- **Study material**

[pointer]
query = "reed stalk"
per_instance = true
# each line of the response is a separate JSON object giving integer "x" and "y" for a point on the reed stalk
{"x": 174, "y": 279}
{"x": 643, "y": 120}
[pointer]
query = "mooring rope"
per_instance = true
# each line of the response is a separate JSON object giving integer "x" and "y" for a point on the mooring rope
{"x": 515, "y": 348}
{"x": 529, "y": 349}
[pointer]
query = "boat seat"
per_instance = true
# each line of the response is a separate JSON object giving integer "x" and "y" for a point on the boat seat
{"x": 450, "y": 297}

- **Exercise instructions**
Copy every line in the listing above where the string "query" turns up.

- **Response area**
query = "reed stalk"
query = "mooring rope"
query = "boat seat"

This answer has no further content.